INPUT MATERIAL Start Marker

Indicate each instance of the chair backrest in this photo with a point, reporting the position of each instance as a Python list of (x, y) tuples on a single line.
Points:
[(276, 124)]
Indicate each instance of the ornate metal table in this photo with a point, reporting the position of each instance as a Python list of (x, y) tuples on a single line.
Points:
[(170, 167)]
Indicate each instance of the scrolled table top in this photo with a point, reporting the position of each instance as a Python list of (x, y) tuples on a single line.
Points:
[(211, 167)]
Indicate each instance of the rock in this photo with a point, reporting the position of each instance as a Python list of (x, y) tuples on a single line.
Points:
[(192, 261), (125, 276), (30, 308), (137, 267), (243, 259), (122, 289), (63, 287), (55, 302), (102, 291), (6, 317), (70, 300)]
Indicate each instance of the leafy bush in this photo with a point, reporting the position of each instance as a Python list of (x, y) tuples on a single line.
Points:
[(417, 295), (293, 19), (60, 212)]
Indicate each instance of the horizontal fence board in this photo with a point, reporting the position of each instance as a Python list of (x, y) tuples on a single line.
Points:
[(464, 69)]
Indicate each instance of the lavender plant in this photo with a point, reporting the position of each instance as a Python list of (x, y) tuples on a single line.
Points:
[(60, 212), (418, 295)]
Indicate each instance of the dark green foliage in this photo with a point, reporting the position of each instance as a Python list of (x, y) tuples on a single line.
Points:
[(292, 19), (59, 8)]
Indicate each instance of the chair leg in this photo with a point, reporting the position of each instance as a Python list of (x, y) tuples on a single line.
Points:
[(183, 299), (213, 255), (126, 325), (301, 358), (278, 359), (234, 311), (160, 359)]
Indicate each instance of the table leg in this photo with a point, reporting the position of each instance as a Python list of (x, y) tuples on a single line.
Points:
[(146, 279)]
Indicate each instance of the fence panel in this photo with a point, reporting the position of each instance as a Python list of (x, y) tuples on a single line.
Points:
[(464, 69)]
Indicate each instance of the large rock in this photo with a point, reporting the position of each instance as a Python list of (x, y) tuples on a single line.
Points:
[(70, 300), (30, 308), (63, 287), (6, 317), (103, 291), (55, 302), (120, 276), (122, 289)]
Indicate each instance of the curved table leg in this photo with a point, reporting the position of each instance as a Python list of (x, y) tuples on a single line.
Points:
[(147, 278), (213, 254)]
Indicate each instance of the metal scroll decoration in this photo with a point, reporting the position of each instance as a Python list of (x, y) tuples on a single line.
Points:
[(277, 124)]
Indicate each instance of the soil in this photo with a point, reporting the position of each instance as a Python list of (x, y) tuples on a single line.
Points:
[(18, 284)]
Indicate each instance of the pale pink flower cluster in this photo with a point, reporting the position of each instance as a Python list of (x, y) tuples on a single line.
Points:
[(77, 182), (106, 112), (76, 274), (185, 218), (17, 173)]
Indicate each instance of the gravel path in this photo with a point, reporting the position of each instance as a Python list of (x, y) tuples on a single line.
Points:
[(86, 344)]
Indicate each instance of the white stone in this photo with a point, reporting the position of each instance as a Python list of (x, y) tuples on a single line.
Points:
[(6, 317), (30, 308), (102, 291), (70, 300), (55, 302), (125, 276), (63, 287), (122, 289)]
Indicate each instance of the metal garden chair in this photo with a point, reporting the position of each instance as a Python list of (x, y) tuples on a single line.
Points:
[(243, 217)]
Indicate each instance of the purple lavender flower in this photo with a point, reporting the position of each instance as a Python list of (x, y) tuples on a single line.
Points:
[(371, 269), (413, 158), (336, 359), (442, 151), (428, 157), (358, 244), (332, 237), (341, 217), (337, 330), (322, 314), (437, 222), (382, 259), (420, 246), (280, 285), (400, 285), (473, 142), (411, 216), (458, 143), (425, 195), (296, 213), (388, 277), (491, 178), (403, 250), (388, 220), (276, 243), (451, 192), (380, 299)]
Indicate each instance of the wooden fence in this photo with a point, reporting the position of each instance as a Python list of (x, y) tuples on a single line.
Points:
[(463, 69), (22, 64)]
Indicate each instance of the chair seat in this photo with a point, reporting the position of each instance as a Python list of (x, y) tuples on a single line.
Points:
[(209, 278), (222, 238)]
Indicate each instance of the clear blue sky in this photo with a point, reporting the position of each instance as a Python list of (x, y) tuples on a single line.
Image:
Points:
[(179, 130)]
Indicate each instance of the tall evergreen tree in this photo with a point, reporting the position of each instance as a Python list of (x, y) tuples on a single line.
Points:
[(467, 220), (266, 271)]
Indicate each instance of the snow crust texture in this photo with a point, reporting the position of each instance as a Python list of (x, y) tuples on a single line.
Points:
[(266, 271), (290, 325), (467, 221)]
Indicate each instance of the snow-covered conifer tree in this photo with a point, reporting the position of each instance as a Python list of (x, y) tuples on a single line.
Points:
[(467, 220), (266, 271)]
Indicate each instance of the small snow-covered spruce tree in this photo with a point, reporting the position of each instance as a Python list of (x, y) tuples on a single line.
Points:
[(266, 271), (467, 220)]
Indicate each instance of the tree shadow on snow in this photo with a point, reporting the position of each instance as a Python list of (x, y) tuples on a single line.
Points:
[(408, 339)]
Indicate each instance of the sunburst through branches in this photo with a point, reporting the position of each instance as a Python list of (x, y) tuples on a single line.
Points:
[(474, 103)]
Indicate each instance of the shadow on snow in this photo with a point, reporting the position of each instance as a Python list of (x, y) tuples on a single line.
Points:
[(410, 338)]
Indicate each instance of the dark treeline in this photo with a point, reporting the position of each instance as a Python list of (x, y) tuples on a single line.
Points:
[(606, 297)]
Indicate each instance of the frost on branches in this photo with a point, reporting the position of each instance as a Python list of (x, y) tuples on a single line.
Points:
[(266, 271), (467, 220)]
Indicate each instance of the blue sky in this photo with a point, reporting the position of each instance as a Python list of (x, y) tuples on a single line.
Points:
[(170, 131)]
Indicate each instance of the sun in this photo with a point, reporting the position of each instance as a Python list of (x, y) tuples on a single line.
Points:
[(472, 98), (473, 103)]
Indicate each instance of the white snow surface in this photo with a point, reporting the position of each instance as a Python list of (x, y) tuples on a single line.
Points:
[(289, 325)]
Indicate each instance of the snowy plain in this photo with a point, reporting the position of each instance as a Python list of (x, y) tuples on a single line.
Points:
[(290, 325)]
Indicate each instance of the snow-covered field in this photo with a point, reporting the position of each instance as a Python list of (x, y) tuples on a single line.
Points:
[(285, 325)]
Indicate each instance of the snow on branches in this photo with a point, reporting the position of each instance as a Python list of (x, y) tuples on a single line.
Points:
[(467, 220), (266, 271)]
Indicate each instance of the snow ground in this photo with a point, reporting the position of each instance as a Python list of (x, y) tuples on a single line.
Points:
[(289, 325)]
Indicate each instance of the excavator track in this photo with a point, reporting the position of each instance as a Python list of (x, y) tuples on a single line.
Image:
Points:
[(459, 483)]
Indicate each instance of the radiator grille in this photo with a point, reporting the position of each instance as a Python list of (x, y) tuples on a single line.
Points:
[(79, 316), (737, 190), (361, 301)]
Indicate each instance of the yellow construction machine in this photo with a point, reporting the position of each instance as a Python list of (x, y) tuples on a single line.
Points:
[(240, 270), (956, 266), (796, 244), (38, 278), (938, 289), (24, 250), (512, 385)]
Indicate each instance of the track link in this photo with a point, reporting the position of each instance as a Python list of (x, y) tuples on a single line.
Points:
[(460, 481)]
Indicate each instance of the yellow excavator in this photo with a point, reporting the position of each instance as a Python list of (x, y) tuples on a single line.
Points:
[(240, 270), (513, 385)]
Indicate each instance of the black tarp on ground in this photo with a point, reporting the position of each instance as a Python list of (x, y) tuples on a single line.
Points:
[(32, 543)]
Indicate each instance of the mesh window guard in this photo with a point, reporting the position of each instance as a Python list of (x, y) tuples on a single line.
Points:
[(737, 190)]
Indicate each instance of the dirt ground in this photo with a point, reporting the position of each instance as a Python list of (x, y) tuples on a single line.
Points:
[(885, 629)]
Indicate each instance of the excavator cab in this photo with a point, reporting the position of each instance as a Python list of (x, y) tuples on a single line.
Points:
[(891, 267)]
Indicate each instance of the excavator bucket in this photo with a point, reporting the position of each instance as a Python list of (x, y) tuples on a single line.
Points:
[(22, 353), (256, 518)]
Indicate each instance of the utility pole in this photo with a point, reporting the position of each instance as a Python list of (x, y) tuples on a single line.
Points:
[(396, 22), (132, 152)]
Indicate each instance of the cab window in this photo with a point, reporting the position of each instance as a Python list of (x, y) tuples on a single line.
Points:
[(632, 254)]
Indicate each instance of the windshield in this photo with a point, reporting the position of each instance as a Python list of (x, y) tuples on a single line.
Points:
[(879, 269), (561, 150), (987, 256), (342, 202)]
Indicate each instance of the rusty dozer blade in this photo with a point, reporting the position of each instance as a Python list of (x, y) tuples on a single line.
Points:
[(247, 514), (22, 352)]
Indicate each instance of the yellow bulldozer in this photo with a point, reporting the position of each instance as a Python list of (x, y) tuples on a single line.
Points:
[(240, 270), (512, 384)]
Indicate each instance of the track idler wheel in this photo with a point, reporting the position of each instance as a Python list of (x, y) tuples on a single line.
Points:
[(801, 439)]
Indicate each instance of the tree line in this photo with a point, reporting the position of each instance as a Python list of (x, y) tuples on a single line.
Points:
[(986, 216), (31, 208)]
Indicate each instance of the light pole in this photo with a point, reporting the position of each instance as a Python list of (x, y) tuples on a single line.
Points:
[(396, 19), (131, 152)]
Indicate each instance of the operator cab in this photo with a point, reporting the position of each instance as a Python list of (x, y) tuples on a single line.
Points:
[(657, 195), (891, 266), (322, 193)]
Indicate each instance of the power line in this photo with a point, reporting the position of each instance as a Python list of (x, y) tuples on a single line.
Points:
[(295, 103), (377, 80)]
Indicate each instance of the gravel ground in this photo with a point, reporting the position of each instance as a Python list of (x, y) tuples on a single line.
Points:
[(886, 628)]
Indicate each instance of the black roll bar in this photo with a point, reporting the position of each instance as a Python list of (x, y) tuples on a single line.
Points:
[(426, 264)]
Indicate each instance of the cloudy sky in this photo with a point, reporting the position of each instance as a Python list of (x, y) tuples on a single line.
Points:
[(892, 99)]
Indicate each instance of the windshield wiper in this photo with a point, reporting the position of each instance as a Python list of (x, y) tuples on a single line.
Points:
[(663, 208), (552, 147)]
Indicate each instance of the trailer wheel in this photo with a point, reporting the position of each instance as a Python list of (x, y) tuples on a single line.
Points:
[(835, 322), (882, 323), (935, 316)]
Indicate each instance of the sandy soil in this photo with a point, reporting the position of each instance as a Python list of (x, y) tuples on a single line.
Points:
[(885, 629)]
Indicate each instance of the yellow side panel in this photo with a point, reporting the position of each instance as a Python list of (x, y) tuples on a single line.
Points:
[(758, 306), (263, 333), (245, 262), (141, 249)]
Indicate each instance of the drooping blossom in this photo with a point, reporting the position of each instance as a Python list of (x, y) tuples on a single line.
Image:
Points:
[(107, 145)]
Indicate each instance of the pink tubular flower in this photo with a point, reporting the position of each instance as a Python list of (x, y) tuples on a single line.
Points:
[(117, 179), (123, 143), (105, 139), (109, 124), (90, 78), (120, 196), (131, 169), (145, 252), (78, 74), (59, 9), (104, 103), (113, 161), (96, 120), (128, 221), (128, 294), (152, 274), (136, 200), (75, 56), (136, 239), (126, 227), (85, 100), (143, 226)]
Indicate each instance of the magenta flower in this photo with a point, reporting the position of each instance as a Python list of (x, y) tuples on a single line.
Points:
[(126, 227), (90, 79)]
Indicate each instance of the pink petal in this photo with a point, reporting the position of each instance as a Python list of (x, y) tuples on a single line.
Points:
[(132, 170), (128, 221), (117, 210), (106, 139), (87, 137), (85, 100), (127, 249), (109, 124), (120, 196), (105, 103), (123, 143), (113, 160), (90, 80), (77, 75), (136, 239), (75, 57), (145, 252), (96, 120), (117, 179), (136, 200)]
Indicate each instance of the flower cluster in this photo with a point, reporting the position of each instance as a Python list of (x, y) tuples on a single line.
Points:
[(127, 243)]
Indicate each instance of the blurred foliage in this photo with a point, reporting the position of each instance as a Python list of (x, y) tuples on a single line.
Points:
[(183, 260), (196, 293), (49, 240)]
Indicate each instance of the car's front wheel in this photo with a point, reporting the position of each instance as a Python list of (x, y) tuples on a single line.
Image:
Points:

INPUT MATERIAL End Marker

→ ASSIGNMENT
Your answer should be all lines from the data that contain "pink".

→ RESULT FOR THIS TASK
Indicate each instance of the pale pink flower cluster in this photo with a point, reporting the position of each instance as a Python list of (x, y) tuples on a single line.
Indicate each instance of the pink tubular flower in this photo with a point, reporting the position of each instance as a Python list of (x, y) tuples on a single line.
Indicate each instance of the pink petal in this photo with a point, reporting the position of each instance as a Python list of (x, y) tuples on a single line.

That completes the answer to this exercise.